__EXERCISE__:
How many of the lines below contain "window"? Answer with that number alone.

__SOURCE MATERIAL__:
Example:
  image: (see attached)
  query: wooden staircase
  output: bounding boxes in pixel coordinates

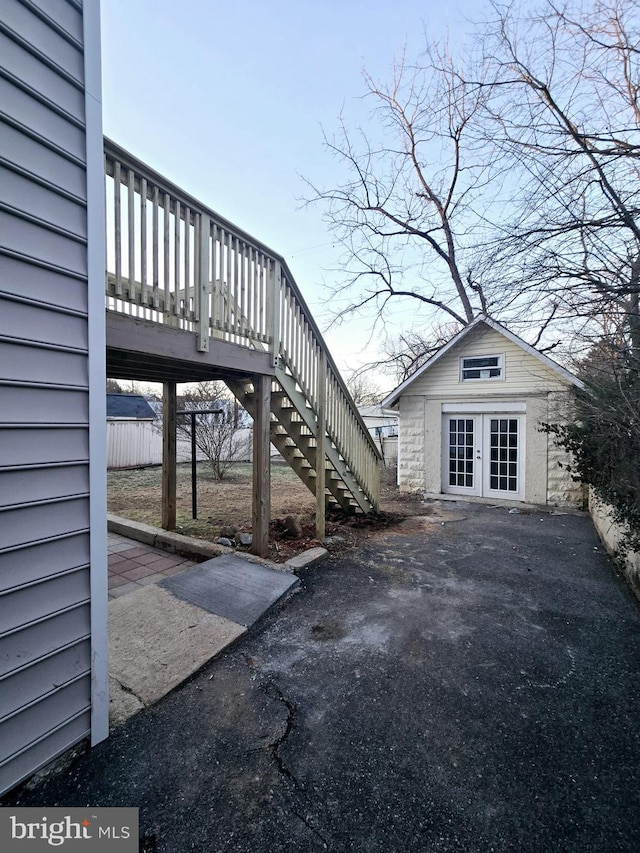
[228,367,377,514]
[104,138,381,523]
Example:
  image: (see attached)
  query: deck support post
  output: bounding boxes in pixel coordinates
[315,351,327,540]
[162,380,177,530]
[251,374,271,557]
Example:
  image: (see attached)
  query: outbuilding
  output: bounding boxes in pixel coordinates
[381,316,584,507]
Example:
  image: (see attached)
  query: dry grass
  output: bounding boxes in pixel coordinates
[108,461,423,561]
[107,460,316,540]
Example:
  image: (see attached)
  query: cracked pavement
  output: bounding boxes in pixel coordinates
[4,501,640,852]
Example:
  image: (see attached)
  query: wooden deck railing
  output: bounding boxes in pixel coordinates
[104,138,380,510]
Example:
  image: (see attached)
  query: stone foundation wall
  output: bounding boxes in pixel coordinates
[546,391,584,508]
[397,396,425,492]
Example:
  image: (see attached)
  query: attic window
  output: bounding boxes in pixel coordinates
[460,354,503,381]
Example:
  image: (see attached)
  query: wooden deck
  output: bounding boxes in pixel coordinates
[106,312,274,384]
[104,138,380,556]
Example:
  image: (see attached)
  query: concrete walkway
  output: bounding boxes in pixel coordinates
[6,502,640,852]
[106,529,300,727]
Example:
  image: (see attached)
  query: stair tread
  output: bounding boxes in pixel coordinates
[226,371,377,514]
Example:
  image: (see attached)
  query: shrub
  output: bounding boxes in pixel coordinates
[547,368,640,551]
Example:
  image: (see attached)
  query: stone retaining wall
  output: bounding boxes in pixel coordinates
[589,490,640,600]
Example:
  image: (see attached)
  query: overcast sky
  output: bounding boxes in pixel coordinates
[101,0,482,386]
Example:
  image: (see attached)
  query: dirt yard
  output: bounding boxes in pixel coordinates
[107,461,426,562]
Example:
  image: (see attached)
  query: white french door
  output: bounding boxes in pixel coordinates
[442,414,524,500]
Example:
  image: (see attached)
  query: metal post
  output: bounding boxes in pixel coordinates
[176,407,223,522]
[162,381,177,530]
[190,411,197,519]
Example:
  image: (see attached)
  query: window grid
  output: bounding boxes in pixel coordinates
[489,418,518,491]
[448,418,475,488]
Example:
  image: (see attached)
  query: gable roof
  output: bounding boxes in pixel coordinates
[106,393,156,419]
[381,315,583,408]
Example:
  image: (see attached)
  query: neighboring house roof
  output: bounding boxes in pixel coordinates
[106,393,156,419]
[147,399,163,417]
[381,315,583,408]
[357,404,399,421]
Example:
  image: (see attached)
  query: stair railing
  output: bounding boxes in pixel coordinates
[275,264,380,508]
[104,138,380,509]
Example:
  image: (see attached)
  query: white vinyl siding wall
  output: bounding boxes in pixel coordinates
[0,0,101,795]
[408,326,569,398]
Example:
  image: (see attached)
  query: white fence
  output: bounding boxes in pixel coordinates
[108,420,200,468]
[107,420,255,469]
[106,421,286,469]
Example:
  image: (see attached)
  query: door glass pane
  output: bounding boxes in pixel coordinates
[490,417,519,492]
[448,418,475,488]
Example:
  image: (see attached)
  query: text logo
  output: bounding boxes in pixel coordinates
[1,808,138,850]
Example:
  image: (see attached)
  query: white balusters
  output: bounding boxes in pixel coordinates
[104,142,380,510]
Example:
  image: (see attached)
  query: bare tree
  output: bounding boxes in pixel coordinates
[310,1,640,374]
[345,373,384,406]
[177,382,251,480]
[345,323,460,386]
[479,0,640,362]
[470,0,640,540]
[306,42,516,341]
[106,378,124,393]
[380,323,463,383]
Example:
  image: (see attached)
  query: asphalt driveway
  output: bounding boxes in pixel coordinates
[5,501,640,852]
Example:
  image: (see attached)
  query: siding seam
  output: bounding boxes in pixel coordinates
[16,0,84,50]
[0,671,91,727]
[0,114,85,167]
[0,460,87,472]
[0,530,90,555]
[0,709,90,768]
[0,201,87,243]
[0,636,90,682]
[0,246,87,282]
[0,420,89,425]
[0,21,83,89]
[0,727,91,796]
[0,493,90,512]
[0,290,88,319]
[0,65,84,127]
[0,379,89,391]
[405,392,556,400]
[0,600,90,638]
[0,336,88,355]
[1,565,90,596]
[0,155,87,205]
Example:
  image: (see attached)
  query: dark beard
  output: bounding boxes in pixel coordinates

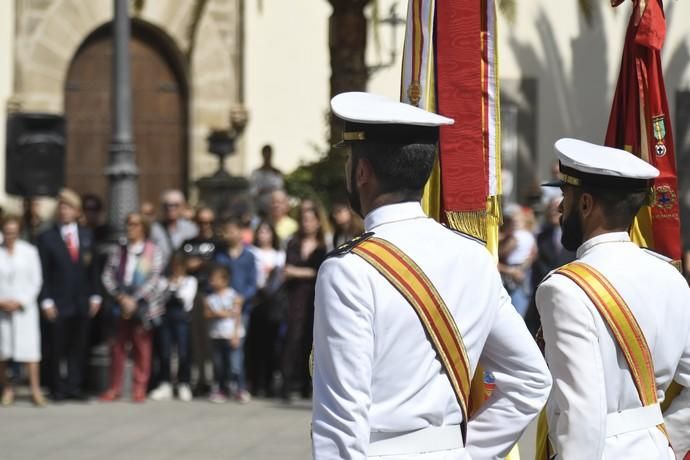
[348,186,363,219]
[560,208,584,252]
[347,156,363,218]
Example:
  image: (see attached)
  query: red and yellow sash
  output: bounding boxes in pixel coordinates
[536,261,669,459]
[351,237,472,431]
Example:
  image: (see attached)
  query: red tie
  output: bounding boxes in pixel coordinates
[66,230,78,263]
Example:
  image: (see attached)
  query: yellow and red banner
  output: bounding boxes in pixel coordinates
[401,0,510,454]
[605,0,681,264]
[401,0,501,253]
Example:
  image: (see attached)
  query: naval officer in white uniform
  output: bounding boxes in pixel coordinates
[536,138,690,460]
[311,92,552,460]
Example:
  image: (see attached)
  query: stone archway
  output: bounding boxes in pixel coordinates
[63,22,188,206]
[13,0,242,200]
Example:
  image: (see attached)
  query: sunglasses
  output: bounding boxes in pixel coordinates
[164,202,181,208]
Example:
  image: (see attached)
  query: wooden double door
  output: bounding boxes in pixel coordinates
[65,24,188,208]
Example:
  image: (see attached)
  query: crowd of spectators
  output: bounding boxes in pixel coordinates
[0,143,601,407]
[498,196,576,333]
[0,145,365,407]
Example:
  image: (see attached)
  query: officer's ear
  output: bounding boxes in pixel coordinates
[579,191,595,219]
[357,156,375,188]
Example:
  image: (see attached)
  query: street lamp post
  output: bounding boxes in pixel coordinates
[106,0,139,240]
[366,2,406,77]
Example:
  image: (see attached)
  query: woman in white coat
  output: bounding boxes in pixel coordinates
[0,215,45,406]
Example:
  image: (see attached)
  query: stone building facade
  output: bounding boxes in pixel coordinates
[1,1,689,219]
[5,0,244,206]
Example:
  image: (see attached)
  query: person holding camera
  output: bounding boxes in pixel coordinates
[149,253,197,402]
[99,212,164,403]
[181,208,219,287]
[181,207,219,395]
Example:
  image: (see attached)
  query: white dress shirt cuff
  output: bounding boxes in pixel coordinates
[41,299,55,310]
[89,295,102,305]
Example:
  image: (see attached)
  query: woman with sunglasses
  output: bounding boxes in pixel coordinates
[99,213,164,403]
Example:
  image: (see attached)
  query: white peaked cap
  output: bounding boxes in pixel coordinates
[331,92,454,126]
[544,138,659,191]
[555,138,659,180]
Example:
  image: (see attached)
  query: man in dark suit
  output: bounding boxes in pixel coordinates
[38,189,101,400]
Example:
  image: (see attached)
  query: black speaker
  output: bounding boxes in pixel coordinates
[5,112,66,197]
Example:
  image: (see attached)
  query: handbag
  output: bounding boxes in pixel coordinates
[255,267,288,323]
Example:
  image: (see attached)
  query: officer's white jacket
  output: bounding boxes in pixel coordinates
[312,202,551,459]
[536,232,690,460]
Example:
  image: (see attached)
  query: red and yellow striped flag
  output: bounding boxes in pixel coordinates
[401,1,515,457]
[401,0,502,255]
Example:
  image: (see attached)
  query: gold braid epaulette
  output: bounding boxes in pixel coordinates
[326,231,375,258]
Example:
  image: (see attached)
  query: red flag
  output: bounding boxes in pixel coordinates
[605,0,681,263]
[402,0,501,246]
[435,2,486,215]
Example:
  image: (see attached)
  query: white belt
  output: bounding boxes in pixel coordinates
[368,425,463,457]
[607,403,664,438]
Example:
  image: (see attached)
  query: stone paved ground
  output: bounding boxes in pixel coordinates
[0,393,312,460]
[0,390,537,460]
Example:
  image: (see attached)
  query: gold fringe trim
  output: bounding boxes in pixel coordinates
[446,210,488,242]
[445,195,502,245]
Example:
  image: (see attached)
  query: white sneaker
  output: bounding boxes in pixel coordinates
[149,382,173,401]
[208,389,227,404]
[177,384,193,402]
[234,390,251,404]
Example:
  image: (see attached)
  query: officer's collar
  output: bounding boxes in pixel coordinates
[364,201,426,232]
[576,231,631,259]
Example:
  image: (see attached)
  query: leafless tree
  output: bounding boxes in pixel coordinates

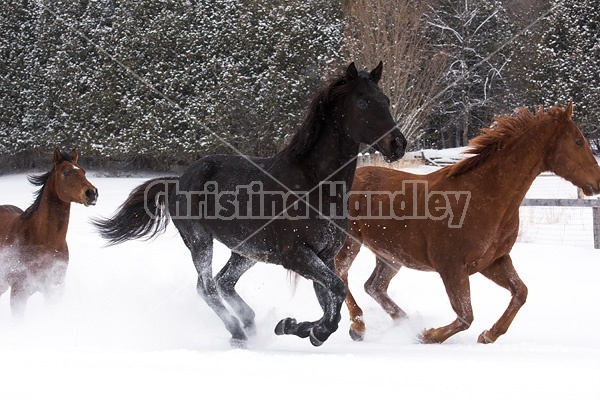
[341,0,448,146]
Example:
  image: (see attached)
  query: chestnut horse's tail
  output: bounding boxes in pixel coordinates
[93,177,179,246]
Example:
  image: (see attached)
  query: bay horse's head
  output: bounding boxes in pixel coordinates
[544,102,600,195]
[337,62,406,162]
[51,148,98,206]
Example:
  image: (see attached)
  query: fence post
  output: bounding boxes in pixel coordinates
[594,207,600,249]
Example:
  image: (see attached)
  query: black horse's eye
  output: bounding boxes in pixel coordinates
[358,100,368,110]
[575,139,584,147]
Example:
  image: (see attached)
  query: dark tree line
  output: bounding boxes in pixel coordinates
[1,0,598,171]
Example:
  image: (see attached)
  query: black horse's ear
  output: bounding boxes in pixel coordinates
[346,62,358,80]
[370,61,383,84]
[52,148,63,164]
[70,149,79,164]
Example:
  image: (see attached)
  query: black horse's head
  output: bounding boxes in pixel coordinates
[335,62,406,162]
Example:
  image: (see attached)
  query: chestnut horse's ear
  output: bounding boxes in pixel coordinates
[71,149,79,164]
[346,62,358,80]
[565,101,573,120]
[370,61,383,84]
[52,148,63,164]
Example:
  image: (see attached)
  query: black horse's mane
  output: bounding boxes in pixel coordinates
[277,71,369,162]
[20,150,74,220]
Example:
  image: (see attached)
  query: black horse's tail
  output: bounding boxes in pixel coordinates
[93,177,179,246]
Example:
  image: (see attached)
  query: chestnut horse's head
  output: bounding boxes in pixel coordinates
[544,102,600,196]
[51,148,98,206]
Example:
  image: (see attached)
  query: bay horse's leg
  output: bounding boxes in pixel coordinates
[364,256,406,321]
[44,262,67,306]
[420,265,473,344]
[275,246,345,346]
[180,227,248,347]
[335,236,366,341]
[10,281,31,320]
[478,255,528,344]
[215,252,258,335]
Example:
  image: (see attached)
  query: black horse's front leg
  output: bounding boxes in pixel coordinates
[275,247,346,346]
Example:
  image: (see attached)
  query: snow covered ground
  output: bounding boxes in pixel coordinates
[0,168,599,400]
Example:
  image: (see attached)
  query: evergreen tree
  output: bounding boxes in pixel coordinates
[529,0,600,149]
[0,0,343,169]
[0,0,40,163]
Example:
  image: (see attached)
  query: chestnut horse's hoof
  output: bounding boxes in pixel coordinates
[349,327,365,341]
[477,330,497,344]
[418,329,442,344]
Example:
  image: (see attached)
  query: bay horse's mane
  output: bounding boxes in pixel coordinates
[447,106,566,177]
[277,71,371,162]
[20,150,75,221]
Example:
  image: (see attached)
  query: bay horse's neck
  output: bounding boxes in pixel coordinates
[28,177,71,242]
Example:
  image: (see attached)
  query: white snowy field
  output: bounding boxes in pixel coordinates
[0,168,599,400]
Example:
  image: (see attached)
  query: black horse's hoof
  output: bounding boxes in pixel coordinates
[274,318,296,336]
[309,325,334,347]
[309,329,325,347]
[349,328,365,342]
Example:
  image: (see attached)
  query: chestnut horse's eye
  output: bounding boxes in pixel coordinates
[575,139,584,147]
[63,170,70,177]
[358,100,368,110]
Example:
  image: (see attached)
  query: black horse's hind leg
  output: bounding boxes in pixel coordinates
[275,246,346,346]
[178,225,248,347]
[215,252,258,335]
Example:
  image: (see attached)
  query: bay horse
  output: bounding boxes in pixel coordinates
[335,102,600,344]
[0,149,98,317]
[93,62,407,347]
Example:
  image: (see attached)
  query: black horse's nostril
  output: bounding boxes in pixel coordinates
[392,132,407,159]
[395,134,407,152]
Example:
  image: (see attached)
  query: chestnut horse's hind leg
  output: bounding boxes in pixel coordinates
[335,235,366,341]
[215,253,258,336]
[478,255,528,344]
[421,265,473,344]
[364,256,406,321]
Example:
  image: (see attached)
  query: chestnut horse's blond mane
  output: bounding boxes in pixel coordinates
[447,106,567,178]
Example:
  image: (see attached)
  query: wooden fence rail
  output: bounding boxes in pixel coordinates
[521,198,600,249]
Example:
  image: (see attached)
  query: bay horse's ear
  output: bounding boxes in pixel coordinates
[564,101,573,120]
[370,61,383,84]
[52,148,63,164]
[346,62,358,80]
[71,149,79,164]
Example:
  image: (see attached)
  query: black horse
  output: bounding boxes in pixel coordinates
[94,62,406,347]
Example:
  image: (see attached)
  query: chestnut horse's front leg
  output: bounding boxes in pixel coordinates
[420,264,473,343]
[478,254,528,343]
[335,235,366,341]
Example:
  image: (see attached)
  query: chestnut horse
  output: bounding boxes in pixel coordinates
[335,103,600,344]
[0,149,98,317]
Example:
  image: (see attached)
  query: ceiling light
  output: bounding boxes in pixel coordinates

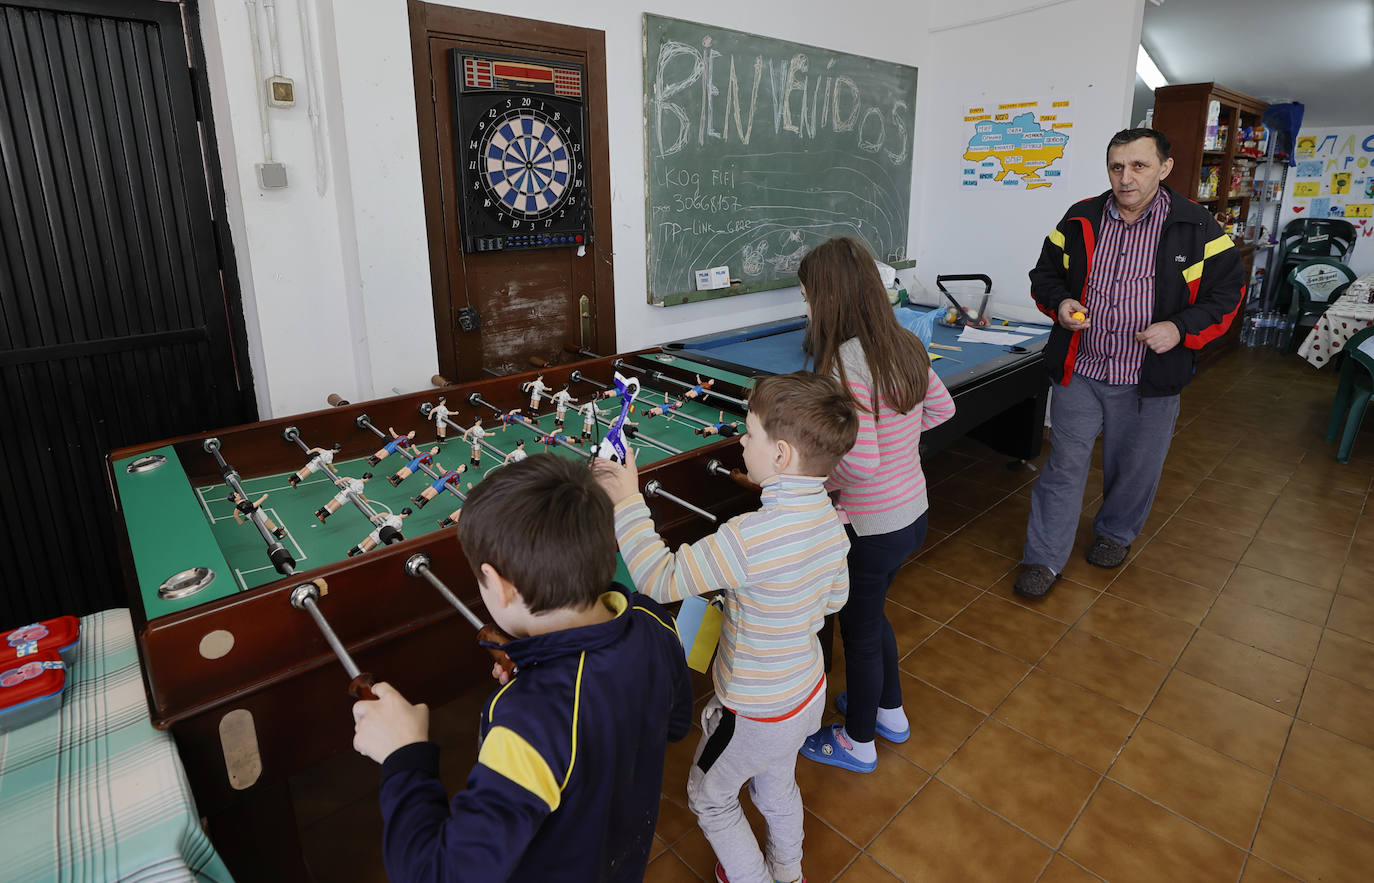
[1137,45,1168,91]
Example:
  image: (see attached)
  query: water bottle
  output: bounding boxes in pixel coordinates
[1261,312,1275,347]
[1277,317,1292,351]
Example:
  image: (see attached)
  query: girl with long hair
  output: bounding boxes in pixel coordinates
[796,236,955,773]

__EXERCISE RESULT__:
2